● **Input**:
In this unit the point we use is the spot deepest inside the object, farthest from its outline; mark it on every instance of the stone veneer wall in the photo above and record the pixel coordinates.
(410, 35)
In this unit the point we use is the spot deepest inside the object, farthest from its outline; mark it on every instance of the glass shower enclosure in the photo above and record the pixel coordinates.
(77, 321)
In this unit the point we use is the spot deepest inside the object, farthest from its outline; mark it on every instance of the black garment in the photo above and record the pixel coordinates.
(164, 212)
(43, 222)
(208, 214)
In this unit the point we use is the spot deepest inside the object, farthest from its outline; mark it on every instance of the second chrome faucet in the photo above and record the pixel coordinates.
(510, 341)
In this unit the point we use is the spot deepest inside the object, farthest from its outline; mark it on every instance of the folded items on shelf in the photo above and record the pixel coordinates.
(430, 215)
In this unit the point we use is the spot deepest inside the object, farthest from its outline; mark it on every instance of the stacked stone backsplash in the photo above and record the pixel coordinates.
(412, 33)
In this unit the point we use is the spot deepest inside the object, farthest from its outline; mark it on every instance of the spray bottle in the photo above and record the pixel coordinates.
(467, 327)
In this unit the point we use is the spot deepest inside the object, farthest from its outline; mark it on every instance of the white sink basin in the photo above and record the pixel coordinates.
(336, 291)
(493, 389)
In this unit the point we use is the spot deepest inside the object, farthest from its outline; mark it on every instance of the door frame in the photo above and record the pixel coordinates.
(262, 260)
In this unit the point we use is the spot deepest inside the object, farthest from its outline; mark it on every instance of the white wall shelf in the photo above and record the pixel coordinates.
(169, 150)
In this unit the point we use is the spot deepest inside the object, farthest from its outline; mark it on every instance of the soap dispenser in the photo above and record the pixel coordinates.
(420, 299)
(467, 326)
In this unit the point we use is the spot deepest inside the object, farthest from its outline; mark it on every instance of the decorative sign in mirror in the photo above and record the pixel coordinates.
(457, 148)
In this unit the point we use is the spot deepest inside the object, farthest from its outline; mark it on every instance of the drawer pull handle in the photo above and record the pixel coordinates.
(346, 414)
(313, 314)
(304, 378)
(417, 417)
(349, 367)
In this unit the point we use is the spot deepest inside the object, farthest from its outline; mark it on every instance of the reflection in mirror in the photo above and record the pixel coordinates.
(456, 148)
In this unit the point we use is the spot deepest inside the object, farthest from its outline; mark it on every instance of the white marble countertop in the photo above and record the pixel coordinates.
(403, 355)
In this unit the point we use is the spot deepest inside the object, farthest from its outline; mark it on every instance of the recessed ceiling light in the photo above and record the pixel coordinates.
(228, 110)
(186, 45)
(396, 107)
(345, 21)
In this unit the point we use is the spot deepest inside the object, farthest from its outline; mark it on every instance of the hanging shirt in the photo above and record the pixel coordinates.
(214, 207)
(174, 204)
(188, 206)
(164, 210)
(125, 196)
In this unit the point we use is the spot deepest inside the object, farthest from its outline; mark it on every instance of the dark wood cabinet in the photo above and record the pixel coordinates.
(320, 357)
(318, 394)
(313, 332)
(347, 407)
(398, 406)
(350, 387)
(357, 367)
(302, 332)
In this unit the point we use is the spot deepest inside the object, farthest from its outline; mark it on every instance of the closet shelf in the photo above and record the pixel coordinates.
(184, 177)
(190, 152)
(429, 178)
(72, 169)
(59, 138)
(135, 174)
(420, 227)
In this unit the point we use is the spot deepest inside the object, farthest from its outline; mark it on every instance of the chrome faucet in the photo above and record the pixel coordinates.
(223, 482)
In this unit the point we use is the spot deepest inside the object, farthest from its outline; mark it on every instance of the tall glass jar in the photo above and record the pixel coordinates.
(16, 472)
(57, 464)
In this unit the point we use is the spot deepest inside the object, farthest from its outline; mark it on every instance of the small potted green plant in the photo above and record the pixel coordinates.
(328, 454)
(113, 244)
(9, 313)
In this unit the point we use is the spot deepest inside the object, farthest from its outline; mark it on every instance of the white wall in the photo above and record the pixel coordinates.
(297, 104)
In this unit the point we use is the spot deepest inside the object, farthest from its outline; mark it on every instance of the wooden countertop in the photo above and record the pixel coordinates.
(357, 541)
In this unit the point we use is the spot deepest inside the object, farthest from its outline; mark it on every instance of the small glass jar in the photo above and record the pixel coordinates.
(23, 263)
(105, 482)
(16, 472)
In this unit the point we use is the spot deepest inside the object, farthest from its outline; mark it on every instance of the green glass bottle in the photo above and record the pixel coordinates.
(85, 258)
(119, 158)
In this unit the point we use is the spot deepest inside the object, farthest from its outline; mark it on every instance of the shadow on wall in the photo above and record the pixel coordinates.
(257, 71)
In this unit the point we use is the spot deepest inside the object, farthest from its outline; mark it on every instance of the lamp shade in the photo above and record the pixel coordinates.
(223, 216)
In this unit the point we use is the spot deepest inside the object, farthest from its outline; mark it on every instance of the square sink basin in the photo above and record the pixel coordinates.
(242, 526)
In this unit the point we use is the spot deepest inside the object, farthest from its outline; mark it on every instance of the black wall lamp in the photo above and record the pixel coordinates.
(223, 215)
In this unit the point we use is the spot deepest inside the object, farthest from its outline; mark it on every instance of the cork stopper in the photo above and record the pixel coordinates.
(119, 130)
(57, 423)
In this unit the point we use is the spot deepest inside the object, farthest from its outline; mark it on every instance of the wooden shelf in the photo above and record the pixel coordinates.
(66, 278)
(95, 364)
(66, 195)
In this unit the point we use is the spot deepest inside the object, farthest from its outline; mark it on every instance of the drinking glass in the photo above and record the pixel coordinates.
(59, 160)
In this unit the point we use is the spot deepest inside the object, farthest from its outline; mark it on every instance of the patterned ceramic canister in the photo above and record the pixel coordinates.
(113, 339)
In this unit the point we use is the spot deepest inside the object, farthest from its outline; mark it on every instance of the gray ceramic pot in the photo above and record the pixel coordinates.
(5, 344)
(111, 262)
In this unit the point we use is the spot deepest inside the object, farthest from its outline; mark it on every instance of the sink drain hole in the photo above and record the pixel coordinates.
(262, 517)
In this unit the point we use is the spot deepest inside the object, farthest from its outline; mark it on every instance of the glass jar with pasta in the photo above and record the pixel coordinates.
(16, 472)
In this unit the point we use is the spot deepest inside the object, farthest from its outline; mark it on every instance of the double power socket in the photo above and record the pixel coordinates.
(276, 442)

● **Short task**: Nothing in the data may differ; print all of it exactly as written.

● **Correct answer**:
In this unit the point we use is the spot deepest inside the object, farthest from its outline; mark it on every instance of the stone veneer wall in the photo above and record the pixel coordinates.
(410, 35)
In this unit the point we use is the spot deepest inside the object, farthest from its outline; mark it on every instance of the glass shower enclosure in the photo above and record the pixel coordinates.
(77, 321)
In this unit the point we use is the spot deepest inside the object, farthest from its outline; mark it on every instance of the black garment in the photo above and record the pixel coordinates.
(164, 212)
(43, 222)
(208, 214)
In this unit the point we use is the spot deepest inside the object, farthest from its outline; mark it on every instance of the second chrome faucet in the photo above and record the pixel coordinates.
(510, 341)
In this unit the point we use is the spot deepest inside the object, farthest from its outline; mark it on every instance of the folded items on shelf in the photo above and record the pixel coordinates.
(430, 215)
In this unit the point we use is the spot deepest inside the object, farthest from its outline; mark it on every instance of the stacked stone backsplash in the photo above and record the pixel coordinates.
(412, 33)
In this unit the point we use is the spot deepest inside the object, farthest from its outline; mark it on every instance of the spray bottle in the photo above and record the pixel coordinates.
(467, 327)
In this unit the point we use is the spot deepest inside the object, farthest from its outline; mark it on every instance of the white sink basin in the photo above and record the pixel coordinates.
(336, 291)
(493, 389)
In this unit the point we use is the spot deepest inside the object, farthest from its outline; mark it on every instance of the door frame in the photo above and record the pixel coordinates.
(262, 260)
In this unit the point we use is the spot deepest inside the object, farthest from its outline; mark it on every instance of the white wall shelf in the photo above and record the pixel coordinates.
(169, 150)
In this unit the point we use is the spot deepest inside the object, farthest from its outline; mark it on every instance of the soap dispenser in the photo above and record the pixel coordinates.
(420, 299)
(467, 326)
In this unit the point we use is the spot deepest inside the object, farthest from its outline; mark it on every instance of the decorative sign in mirror in the photo above and record the pixel coordinates.
(457, 148)
In this unit the point we use is the spot deepest inside the object, farthest from its outline; mark it on every instance of the drawer pull handle in the photo above and record the pixel coordinates.
(346, 414)
(313, 314)
(304, 378)
(417, 417)
(349, 367)
In this unit the point we use is the spot deepest inside the object, farthest from its outline; mark it on every instance of the reflection in mirror in the photo above and record the pixel coordinates.
(456, 148)
In this unit the point we use is the spot deepest inside the object, farthest from its outline; mark it on every instance of the white marble countertop in the photo above and record the pixel coordinates.
(403, 355)
In this unit the point we use is the spot deepest inside the object, farthest from its outline; mark it on every instance of the recessed ceiling light in the photo above and record the pixel coordinates.
(228, 110)
(186, 45)
(396, 107)
(345, 21)
In this unit the point we use is the spot deepest inside the object, farthest from its outline; mark it on every instance of the hanging shirt in the photo above and record the pixel coordinates.
(214, 207)
(174, 204)
(188, 206)
(164, 210)
(125, 196)
In this unit the point we use is the spot deepest inside the object, farthest from its outline; mark it on every instance of the dark wood cabinet in the photo above and record the pixel coordinates.
(320, 357)
(318, 394)
(313, 332)
(347, 407)
(398, 406)
(350, 387)
(357, 367)
(302, 332)
In this unit the point we use is the spot deepest inside the object, farthest from its outline; mark it on every instance of the closet shelf in the photo above and record the pixel coordinates.
(184, 177)
(190, 152)
(429, 178)
(72, 169)
(59, 138)
(135, 174)
(420, 227)
In this unit the point we use is the spot deepest inside the object, farthest from its outline; mark it on every instance of the chrome faucet in the photo above and record the pixel coordinates.
(223, 482)
In this unit the point we use is the spot deepest inside the object, farthest from its outline; mark it on every instance of the tall glass jar in the photo above and record the pixel coordinates.
(16, 472)
(57, 464)
In this unit the point we use is the spot deepest inside the object, farthest from its outline; mark it on every instance of the small potted green plant in the photo above and record the pixel coordinates.
(328, 454)
(113, 244)
(9, 313)
In this unit the point we use is the spot deepest inside the object, farthest from its outline; mark it on every instance of the white wall in the photo above and record the pixel coordinates.
(297, 104)
In this unit the point we use is the spot deepest inside the object, farthest from its outline; mark it on every instance of the wooden countertop in the photo above and record the pixel coordinates.
(357, 541)
In this unit the point we use is the spot deepest inside the object, farthest from its outline; mark it on every instance of the small glass jar in the photo above and record the pixel coordinates.
(23, 263)
(105, 482)
(16, 472)
In this unit the point we use is the spot deepest inside the object, farthest from its outline; mark it on every instance of the green glass bottle in the photo above and record the pixel coordinates.
(85, 258)
(119, 158)
In this unit the point we use is the spot deepest inside the object, farthest from its outline; mark it on every instance of the shadow on wall in the photo above and record the pixel coordinates.
(257, 71)
In this unit the point we use is the spot deepest inside the object, farthest from its outline; mark it on every instance of the lamp shade in the photo above and record the pixel coordinates.
(223, 216)
In this unit the point we use is the spot deepest inside the object, farthest from its outline; mark it on every instance of the square sink basin in the photo above and record the pixel coordinates.
(242, 526)
In this unit the point we use is the spot deepest inside the object, farthest from its outline; mark it on every instance of the black wall lamp in the photo above and record the pixel coordinates.
(223, 215)
In this unit the point we use is the spot deepest inside the object, farthest from its outline; mark it on every instance of the cork stopper in the photo above and record the pixel coordinates.
(119, 130)
(57, 423)
In this unit the point we use is the spot deepest inside the object, farthest from its outline; mark it on every instance of the wooden shelf in the photo above and record the pixel coordinates.
(66, 278)
(95, 364)
(66, 195)
In this unit the point we use is the spot deepest inside the object, farthest from its outline; mark it on every instance of the drinking glass in the photo above and record the pixel coordinates.
(59, 160)
In this unit the point we use is the spot deepest inside the object, farthest from its outline; mark it on every instance of the patterned ceramic canister in the photo above and record the pixel coordinates.
(113, 339)
In this unit the point we use is the spot deepest inside the object, farthest from its outline; mark it on every instance of the gray ceramic pot in the photo above and record the pixel coordinates.
(5, 344)
(111, 262)
In this unit the point we use is the spot deepest inside the object, farthest from its outline; mark it on every instance of the sink drain hole in the photo above and record the pixel coordinates.
(262, 517)
In this unit the point we use is the spot deepest inside the object, farthest from its outline; mark it on every instance of the glass jar with pasta in the photo above and record the pixel coordinates.
(16, 472)
In this unit the point we use is the spot deepest inside the object, farthest from its outline; mark it on every instance of the double power socket in the photo above and record the pixel coordinates.
(276, 442)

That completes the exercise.